**任务要求**
请把下面的数据完整重写一遍，将其中每处“Category”都替换成“Label”，其他内容一律不变。

───

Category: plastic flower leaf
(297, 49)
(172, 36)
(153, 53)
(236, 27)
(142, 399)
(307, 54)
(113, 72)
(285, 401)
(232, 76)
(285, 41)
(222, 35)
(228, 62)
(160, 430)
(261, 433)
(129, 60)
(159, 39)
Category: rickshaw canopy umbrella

───

**答案如下**
Label: plastic flower leaf
(297, 49)
(172, 36)
(153, 53)
(236, 27)
(142, 399)
(307, 54)
(113, 72)
(285, 401)
(232, 76)
(285, 41)
(222, 35)
(228, 62)
(160, 430)
(261, 433)
(129, 60)
(159, 39)
Label: rickshaw canopy umbrella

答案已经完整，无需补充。